■ **Your task**: Tally how many lines in this material contain the word "positive", and reply only with the count.

■ **Data extract**:
·····
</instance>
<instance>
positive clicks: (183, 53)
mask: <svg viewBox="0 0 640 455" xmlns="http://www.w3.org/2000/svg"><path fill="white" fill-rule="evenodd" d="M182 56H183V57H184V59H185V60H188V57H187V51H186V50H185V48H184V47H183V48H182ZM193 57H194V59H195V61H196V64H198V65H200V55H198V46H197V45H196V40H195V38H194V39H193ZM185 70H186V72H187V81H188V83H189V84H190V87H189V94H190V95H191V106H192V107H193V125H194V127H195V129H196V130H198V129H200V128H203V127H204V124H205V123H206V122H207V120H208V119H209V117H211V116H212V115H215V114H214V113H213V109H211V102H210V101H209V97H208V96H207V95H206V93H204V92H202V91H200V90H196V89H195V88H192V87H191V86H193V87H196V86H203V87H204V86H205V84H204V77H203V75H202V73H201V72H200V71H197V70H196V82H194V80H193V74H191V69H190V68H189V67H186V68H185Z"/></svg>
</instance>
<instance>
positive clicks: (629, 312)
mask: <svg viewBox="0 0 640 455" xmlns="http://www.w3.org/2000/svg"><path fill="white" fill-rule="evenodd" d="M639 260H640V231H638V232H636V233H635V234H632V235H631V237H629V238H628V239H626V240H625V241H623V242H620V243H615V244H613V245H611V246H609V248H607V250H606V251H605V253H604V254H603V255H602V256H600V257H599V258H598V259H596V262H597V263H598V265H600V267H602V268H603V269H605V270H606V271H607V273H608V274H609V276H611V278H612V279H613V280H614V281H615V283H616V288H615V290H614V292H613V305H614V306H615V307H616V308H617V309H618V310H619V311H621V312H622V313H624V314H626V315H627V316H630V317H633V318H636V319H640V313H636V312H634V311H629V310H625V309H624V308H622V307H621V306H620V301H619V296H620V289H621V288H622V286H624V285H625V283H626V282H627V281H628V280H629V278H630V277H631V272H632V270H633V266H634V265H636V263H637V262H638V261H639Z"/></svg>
·····
■ **Answer space**: 2